Objective.
Starting at the row that contains "of the creek" and continuing through the last row, rewrite those rows with "creek" renamed to "stream" and nothing else changed.

## start Provided records

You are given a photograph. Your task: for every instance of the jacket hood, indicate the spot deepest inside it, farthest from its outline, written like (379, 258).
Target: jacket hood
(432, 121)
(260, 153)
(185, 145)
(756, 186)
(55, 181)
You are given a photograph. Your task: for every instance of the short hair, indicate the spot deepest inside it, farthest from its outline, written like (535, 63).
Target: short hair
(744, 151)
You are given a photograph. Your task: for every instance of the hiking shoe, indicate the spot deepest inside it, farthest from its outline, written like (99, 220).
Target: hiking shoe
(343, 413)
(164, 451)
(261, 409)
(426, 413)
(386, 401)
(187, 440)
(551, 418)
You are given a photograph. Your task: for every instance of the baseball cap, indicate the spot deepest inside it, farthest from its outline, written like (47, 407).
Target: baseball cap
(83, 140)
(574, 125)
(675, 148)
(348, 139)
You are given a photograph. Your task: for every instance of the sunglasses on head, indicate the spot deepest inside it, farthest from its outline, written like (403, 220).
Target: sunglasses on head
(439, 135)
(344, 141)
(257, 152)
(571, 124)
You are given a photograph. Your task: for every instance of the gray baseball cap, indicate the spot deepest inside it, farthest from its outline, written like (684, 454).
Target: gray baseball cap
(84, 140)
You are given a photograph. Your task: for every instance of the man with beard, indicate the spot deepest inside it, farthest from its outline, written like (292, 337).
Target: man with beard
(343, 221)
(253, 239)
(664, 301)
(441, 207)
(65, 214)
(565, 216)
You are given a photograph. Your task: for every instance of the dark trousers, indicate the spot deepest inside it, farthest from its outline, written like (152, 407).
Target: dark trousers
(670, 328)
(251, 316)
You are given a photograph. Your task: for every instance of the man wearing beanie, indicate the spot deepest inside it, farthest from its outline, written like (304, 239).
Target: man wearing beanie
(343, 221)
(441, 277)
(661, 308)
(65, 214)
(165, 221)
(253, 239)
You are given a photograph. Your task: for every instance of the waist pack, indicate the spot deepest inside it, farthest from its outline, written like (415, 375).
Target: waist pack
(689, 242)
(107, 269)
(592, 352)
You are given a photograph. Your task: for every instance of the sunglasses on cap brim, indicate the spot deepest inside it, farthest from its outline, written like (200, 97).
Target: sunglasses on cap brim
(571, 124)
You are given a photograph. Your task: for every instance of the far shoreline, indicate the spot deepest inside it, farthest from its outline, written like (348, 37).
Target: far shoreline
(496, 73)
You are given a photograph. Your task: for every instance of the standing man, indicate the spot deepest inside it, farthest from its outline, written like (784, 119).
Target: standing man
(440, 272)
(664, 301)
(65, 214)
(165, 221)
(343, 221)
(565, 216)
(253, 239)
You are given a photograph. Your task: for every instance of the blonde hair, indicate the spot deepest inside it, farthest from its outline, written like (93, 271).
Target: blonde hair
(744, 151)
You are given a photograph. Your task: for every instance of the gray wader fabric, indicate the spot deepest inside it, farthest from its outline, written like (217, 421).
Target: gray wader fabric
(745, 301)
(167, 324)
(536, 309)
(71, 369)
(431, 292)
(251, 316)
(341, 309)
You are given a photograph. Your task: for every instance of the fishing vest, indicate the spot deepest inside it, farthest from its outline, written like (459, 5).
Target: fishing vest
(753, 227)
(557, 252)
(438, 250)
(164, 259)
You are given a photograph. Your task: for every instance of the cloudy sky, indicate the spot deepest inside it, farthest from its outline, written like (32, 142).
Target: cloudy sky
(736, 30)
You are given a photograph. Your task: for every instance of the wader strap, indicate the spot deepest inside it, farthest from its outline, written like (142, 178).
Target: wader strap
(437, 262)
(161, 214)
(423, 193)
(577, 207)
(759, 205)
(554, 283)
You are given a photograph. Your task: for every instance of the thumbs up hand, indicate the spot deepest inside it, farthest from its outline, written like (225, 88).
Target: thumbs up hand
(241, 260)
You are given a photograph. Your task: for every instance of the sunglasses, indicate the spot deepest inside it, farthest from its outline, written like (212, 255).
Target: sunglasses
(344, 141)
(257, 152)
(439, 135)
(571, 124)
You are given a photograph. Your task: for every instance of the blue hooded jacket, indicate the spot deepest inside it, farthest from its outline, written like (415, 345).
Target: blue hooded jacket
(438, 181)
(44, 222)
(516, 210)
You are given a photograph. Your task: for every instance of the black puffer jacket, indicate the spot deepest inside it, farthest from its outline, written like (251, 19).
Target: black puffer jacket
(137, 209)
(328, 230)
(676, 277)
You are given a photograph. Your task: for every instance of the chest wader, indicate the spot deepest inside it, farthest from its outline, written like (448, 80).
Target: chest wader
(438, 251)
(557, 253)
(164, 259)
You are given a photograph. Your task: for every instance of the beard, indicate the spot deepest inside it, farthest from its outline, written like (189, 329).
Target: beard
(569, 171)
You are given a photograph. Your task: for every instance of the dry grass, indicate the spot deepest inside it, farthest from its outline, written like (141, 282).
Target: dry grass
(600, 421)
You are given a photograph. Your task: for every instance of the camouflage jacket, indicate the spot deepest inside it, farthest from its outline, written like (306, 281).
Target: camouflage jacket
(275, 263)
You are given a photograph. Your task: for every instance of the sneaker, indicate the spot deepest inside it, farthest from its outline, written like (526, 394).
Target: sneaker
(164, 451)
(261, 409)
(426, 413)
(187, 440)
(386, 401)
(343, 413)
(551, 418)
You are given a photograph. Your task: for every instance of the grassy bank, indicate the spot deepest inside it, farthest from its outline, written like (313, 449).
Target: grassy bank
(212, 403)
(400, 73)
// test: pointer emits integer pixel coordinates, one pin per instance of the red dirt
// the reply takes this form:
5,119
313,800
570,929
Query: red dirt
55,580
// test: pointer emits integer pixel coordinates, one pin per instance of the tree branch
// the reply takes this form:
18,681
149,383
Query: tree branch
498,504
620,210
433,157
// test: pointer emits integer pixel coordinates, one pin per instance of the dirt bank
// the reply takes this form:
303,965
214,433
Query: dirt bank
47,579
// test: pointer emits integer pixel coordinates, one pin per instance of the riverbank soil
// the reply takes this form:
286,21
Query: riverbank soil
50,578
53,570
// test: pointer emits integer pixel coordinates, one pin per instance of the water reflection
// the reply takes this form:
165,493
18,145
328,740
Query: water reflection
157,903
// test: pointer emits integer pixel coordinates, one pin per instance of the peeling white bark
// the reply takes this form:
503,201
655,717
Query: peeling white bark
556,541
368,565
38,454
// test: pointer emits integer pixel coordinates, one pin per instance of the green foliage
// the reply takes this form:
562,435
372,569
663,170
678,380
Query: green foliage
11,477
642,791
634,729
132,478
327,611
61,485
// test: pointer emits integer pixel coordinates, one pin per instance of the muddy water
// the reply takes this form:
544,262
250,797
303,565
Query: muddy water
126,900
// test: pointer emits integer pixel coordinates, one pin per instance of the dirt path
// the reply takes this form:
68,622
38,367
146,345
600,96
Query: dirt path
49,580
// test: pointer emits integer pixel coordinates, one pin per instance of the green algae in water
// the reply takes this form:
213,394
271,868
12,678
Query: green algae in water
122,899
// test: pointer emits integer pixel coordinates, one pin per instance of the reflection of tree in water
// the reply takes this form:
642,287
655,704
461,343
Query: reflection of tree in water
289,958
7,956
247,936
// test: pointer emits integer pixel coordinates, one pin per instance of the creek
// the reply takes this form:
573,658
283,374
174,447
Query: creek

## end Provided records

Exercise answer.
// test: pointer emits integer pixel coordinates, one pin per instance of the stream
// the reply takes this form:
573,658
283,374
174,447
Query: stream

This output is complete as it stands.